> WHAT IS EXPECTED
Update the items below by replacing "Put a marker there" with "Place a point there" throughout, keeping all other text unchanged.

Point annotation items
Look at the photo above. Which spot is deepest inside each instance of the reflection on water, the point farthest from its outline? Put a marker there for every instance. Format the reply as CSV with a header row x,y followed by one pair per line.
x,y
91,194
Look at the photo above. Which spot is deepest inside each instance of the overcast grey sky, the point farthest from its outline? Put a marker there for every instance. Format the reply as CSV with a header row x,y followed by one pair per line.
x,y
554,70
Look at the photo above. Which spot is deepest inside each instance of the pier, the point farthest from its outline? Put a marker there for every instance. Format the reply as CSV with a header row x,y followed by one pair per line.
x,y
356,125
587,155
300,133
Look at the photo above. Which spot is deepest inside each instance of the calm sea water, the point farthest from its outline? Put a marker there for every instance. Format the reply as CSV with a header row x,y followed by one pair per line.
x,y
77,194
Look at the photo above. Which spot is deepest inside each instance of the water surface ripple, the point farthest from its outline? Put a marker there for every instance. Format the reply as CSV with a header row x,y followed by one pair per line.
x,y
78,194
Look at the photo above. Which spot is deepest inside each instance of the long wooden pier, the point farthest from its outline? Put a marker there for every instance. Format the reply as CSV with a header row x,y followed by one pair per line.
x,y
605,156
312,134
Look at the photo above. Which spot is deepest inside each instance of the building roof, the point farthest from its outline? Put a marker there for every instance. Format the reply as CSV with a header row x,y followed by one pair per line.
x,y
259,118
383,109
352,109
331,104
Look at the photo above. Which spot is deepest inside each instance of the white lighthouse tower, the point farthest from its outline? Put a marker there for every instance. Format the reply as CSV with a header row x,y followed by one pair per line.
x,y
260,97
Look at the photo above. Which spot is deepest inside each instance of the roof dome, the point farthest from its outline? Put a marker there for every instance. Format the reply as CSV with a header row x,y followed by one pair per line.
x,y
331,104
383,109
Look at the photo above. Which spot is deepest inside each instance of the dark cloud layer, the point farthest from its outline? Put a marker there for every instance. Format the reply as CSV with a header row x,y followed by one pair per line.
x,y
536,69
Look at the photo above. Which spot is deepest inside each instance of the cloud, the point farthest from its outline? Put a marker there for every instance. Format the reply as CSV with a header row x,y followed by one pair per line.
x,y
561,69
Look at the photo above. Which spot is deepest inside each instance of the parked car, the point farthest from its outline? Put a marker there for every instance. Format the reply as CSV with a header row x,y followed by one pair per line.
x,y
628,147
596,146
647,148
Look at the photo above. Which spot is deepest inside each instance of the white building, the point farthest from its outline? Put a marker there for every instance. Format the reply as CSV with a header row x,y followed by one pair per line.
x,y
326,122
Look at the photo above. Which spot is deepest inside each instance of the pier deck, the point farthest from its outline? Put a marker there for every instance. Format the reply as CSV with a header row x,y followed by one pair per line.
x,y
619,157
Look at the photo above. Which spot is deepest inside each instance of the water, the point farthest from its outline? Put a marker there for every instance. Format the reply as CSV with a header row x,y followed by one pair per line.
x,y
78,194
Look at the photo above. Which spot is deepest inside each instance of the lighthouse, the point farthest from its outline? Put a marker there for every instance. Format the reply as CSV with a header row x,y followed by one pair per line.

> RESULT OF THIS TASK
Look at the photo above. Which spot is deepest inside each instance of the reflection on water, the point farthest from its outline? Place a point there for every instance. Format the reply as CSV with a header row x,y followed by one pair per line.
x,y
91,194
Look at the photo above. Which spot is deepest inside each instance of the overcast grey sky, the point farthest from its outline? Place a point there for every instance. Format the reply as CSV with a header row x,y followed by one pair per line.
x,y
554,70
Look at the photo above. Which spot is deepest inside each instance of the pier, the point farthest from its outline? Place a point there for every instance. Format the reply as CSV with a header row x,y followed by one pair per line.
x,y
356,125
587,155
300,133
Look at the photo above. Which spot is deepest inside each instance of the calm sea water, the point farthest from its outline? Place a point there for every instance. Format the reply as CSV with a header row x,y followed by one pair per line.
x,y
77,194
Look at the photo above. Which spot is deepest inside each instance of the water surface ripple, the point farthest from its outline? Place a point there for every instance. Format the reply as CSV with a header row x,y followed by one pair per line.
x,y
78,194
Look at the photo above. Which spot is deepest inside each instance of the long wooden pier, the point farthest from its outline? Place a point there for every instance. Format the reply as CSV with a header row x,y followed by one pair per line.
x,y
605,156
312,134
Look at the photo above. Which spot is deepest inside each instance of the building roof, the point farthest from its outline? Place a point there for every instance. Format the reply as CSV with a header row x,y followed by one pair per line.
x,y
259,118
383,109
352,109
331,104
Look at the photo above. Which spot is deepest inside each instance of the white lighthouse tower, the point farthest from its outline? Place a point there for every instance. Format the reply as CSV with a header row x,y followed by one pair per line.
x,y
260,97
Look at the photo above. Which spot is deepest inside each instance of the roof dome, the point farthest from its outline? Place a point there for every instance. Format the reply as CSV with a header row x,y followed by one pair per line.
x,y
331,104
383,109
Look at the photo above. Which spot is deepest inside each instance of the dark cloud layer, the point farthest from its outline? Place a point there for every instance. Format the reply as CSV with a header row x,y followed by one pair per line.
x,y
536,69
Look at the photo above. Which spot is deepest inside each instance of the cloud, the point farthest from its outline? Place a point there for every instance. Format the reply as CSV with a header row x,y followed by one pair per line.
x,y
561,69
Look at the photo above. Which spot is deepest inside each instance of the parked car, the point farthest from its outline? Place a point there for every instance. Format the reply as CSV with a header row x,y followed by one pair per line.
x,y
628,147
596,146
647,148
Look at the photo above. Which spot is deepest inside each instance of the white building, the point farthest from its outline? Place a point there for every instance. Format the reply as CSV with a header row x,y followed by one pair per line.
x,y
326,122
Look at the photo above. Which spot is deepest inside each instance of the pier deck, the point farthest from its outline? Place a point there for every instance. Format the reply as CSV with a header row x,y followed by one pair per line.
x,y
619,157
Look at the photo above. Which spot is deepest inside each instance of the water, the point farthest from its outline? Place a point there for every instance. Format the reply as CSV with a header row x,y followed by one pair per line.
x,y
78,194
Look at the photo above. Which spot is deepest inside each instance of the lighthouse, the point farthest from its outline? Place a point there for every instance. Format the reply as CSV with a header row x,y followed by one pair per line.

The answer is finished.